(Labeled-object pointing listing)
####################

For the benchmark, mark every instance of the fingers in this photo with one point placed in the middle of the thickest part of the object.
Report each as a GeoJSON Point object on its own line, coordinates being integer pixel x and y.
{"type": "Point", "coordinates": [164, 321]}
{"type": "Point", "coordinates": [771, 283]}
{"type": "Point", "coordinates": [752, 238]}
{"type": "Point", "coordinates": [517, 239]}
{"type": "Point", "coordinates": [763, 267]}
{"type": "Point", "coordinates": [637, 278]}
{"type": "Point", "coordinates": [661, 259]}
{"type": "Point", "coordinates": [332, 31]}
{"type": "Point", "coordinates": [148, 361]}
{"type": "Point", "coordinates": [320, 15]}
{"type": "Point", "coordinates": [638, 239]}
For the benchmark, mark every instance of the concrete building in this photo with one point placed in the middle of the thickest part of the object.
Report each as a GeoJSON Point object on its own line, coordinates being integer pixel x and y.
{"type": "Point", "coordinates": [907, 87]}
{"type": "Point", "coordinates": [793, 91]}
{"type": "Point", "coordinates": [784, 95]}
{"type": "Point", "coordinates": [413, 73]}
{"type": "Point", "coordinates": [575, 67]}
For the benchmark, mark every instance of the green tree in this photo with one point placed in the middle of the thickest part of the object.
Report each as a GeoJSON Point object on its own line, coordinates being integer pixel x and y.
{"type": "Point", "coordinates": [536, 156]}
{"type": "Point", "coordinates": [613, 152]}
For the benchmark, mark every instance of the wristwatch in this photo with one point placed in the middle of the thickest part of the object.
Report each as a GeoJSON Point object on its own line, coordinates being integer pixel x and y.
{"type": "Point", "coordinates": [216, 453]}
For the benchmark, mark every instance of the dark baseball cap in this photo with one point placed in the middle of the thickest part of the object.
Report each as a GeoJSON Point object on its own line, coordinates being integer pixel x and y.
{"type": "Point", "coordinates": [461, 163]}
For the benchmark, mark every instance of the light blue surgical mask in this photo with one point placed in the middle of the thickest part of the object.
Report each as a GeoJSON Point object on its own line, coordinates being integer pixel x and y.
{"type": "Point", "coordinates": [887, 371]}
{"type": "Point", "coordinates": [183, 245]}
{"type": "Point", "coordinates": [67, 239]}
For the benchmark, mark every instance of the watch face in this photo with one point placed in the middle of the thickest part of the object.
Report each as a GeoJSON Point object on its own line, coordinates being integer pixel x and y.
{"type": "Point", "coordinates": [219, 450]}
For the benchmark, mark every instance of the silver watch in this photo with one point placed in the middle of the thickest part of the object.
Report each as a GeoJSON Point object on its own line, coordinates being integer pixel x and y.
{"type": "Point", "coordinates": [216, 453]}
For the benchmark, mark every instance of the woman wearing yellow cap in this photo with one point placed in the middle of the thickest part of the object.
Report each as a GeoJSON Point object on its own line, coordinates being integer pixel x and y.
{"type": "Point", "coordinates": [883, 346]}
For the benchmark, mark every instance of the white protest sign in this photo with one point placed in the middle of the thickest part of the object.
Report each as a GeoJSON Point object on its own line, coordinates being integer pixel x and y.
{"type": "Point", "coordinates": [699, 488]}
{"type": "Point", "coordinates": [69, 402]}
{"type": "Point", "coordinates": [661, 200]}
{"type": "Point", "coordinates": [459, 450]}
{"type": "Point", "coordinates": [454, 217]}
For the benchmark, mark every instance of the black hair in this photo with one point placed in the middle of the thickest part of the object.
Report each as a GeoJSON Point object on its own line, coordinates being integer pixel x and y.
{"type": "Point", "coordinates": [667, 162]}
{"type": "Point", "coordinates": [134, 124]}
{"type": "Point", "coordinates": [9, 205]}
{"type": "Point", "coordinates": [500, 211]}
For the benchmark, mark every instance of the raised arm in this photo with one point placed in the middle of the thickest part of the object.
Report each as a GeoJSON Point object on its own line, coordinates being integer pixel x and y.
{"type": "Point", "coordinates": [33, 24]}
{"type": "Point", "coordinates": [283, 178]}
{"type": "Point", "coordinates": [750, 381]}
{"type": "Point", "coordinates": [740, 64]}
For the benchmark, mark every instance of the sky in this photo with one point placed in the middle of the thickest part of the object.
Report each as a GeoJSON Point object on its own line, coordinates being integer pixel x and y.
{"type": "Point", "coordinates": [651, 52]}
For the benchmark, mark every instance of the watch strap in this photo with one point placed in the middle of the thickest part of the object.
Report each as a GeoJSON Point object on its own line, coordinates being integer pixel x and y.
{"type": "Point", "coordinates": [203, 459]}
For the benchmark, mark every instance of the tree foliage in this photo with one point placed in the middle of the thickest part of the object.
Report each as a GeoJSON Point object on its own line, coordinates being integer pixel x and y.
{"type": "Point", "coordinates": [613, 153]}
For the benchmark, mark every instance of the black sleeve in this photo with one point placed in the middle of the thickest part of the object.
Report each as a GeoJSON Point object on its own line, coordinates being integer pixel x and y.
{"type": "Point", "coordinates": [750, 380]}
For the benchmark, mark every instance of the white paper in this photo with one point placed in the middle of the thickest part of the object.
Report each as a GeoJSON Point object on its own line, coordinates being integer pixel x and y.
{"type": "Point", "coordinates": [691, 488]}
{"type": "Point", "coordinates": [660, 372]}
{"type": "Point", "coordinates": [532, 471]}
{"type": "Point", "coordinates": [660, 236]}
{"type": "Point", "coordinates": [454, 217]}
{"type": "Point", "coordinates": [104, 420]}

####################

:: What is being asked ::
Transcribe every line of the listing above without any changes.

:: Problem solution ::
For the benchmark, mark every instance of the fingers in this photo with one point placed in the middle of the thickest part of the object.
Report each as a GeoJSON Point object on its own line, coordinates being integer pixel x and y.
{"type": "Point", "coordinates": [164, 321]}
{"type": "Point", "coordinates": [771, 283]}
{"type": "Point", "coordinates": [752, 238]}
{"type": "Point", "coordinates": [517, 239]}
{"type": "Point", "coordinates": [763, 267]}
{"type": "Point", "coordinates": [637, 278]}
{"type": "Point", "coordinates": [661, 259]}
{"type": "Point", "coordinates": [332, 31]}
{"type": "Point", "coordinates": [148, 361]}
{"type": "Point", "coordinates": [320, 15]}
{"type": "Point", "coordinates": [638, 239]}
For the benchmark, mark every instance of the concrete building in this photo with one point placed in the middle of the thickest part of the object.
Report each as a GeoJSON Point object on its own line, coordinates being integer pixel x and y.
{"type": "Point", "coordinates": [907, 87]}
{"type": "Point", "coordinates": [793, 91]}
{"type": "Point", "coordinates": [784, 95]}
{"type": "Point", "coordinates": [413, 73]}
{"type": "Point", "coordinates": [575, 67]}
For the benchmark, mark every instance of the green tree in this photo with one point placed in the middle of the thickest part of the object.
Report each as a GeoJSON Point object on its own line, coordinates being integer pixel x and y.
{"type": "Point", "coordinates": [536, 156]}
{"type": "Point", "coordinates": [613, 152]}
For the benchmark, mark every instance of the wristwatch in this photo with one point placed in the middle of the thickest part of the object.
Report each as a GeoJSON Point object on its own line, coordinates being integer pixel x and y.
{"type": "Point", "coordinates": [216, 453]}
For the benchmark, mark every instance of the dark baseball cap in this photo with one point placed in the middle of the thickest part of the object.
Report each as a GeoJSON Point object on its own line, coordinates being integer pixel x and y.
{"type": "Point", "coordinates": [461, 163]}
For the benchmark, mark every instance of the light blue surgical mask in this photo with one point placed in the middle of the thickest part of the object.
Report each as a GeoJSON Point object on its own line, coordinates being integer pixel x and y.
{"type": "Point", "coordinates": [887, 371]}
{"type": "Point", "coordinates": [183, 245]}
{"type": "Point", "coordinates": [67, 239]}
For the benchmark, mark every instance of the watch face in this photo with one point placed in the middle of the thickest part of the object.
Report each as a GeoJSON Point object on its own line, coordinates being integer pixel x and y.
{"type": "Point", "coordinates": [219, 450]}
For the benchmark, mark every instance of the silver watch in this photo with one point placed in the middle of the thickest part of the object.
Report each as a GeoJSON Point object on its own line, coordinates being integer pixel x and y.
{"type": "Point", "coordinates": [216, 453]}
For the benchmark, mark every instance of the woman wearing yellow cap in this photo with one point placed in the middle of the thickest part of the object.
Report each as a GeoJSON Point object on its own line, coordinates being integer pixel x and y.
{"type": "Point", "coordinates": [883, 346]}
For the benchmark, mark every instance of the white protest sign in this photo with one point placed in the middle of the thickest part of the object.
Report each as a GeoJSON Point object on its own line, coordinates being integer pixel x and y.
{"type": "Point", "coordinates": [699, 488]}
{"type": "Point", "coordinates": [69, 402]}
{"type": "Point", "coordinates": [661, 200]}
{"type": "Point", "coordinates": [459, 450]}
{"type": "Point", "coordinates": [454, 217]}
For the benchmark, mark every instance of the black hair in this photo with one point placed in the middle of the thickest part of the object.
Report each as a GeoJSON Point object on its own line, coordinates being integer pixel x and y.
{"type": "Point", "coordinates": [667, 162]}
{"type": "Point", "coordinates": [134, 124]}
{"type": "Point", "coordinates": [9, 205]}
{"type": "Point", "coordinates": [500, 211]}
For the benchmark, mark every instance of the raised arm in this photo with one point placed in the middle of the thickest part of the object.
Report each as a GeoJSON Point object on its own line, coordinates being integer pixel x and y.
{"type": "Point", "coordinates": [33, 24]}
{"type": "Point", "coordinates": [283, 178]}
{"type": "Point", "coordinates": [750, 381]}
{"type": "Point", "coordinates": [740, 64]}
For the benchmark, mark every instance of the sky in this photo with one point placed in the middle of the thickest part of the object.
Report each as a GeoJSON Point object on its own line, coordinates being integer pixel x and y.
{"type": "Point", "coordinates": [651, 52]}
For the benchmark, mark every instance of the watch strap in this photo with one point placed in the middle of the thickest part of the object.
Report each as a GeoJSON Point object on its own line, coordinates being integer pixel x and y.
{"type": "Point", "coordinates": [203, 459]}
For the benchmark, mark every instance of the tree foliage in this photo with one point placed in the middle of the thickest part of the object.
Report each as a GeoJSON Point object on its own line, coordinates being integer pixel x and y.
{"type": "Point", "coordinates": [613, 153]}
For the benchmark, mark every instance of the black sleeve in this photo with one point placed in the middle of the thickest part of the object.
Report each as a GeoJSON Point object on its own line, coordinates being integer pixel x and y.
{"type": "Point", "coordinates": [750, 380]}
For the benchmark, mark every instance of the white paper in this photo with one point placed in the middle of the thickest part of the object.
Report each as a GeoJSON Point object on its own line, coordinates being integer pixel x and y.
{"type": "Point", "coordinates": [691, 488]}
{"type": "Point", "coordinates": [660, 372]}
{"type": "Point", "coordinates": [532, 471]}
{"type": "Point", "coordinates": [660, 236]}
{"type": "Point", "coordinates": [454, 217]}
{"type": "Point", "coordinates": [104, 420]}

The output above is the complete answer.